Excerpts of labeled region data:
● ● ● ● ●
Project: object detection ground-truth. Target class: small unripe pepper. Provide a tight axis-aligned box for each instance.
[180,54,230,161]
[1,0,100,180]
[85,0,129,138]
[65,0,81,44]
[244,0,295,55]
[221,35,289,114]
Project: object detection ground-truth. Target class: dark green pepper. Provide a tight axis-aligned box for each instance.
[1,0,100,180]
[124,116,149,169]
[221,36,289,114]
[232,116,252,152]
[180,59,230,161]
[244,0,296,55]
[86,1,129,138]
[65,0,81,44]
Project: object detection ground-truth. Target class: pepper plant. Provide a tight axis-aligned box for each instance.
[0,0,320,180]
● ● ● ● ●
▸ **YOUR GOAL**: Please express the stretch from the line containing "Project: object detection ground-truth. Target class: dark" through the end of the items as a JSON list of strings, with one string per line and blank lines omitted.

▸ **SOLUTION TO THIS TASK**:
[
  "Project: object detection ground-truth. Target class: dark green pepper. Provide a tight axis-aligned box for each instance.",
  "[1,0,100,180]",
  "[124,116,149,169]",
  "[221,36,289,114]",
  "[232,116,252,152]",
  "[180,59,230,161]",
  "[244,0,296,55]",
  "[86,1,129,138]",
  "[65,0,81,44]",
  "Project: object detection ground-truth. Target class: pepper plant. Provide a tight axis-aligned box for each instance.",
  "[0,0,320,180]"
]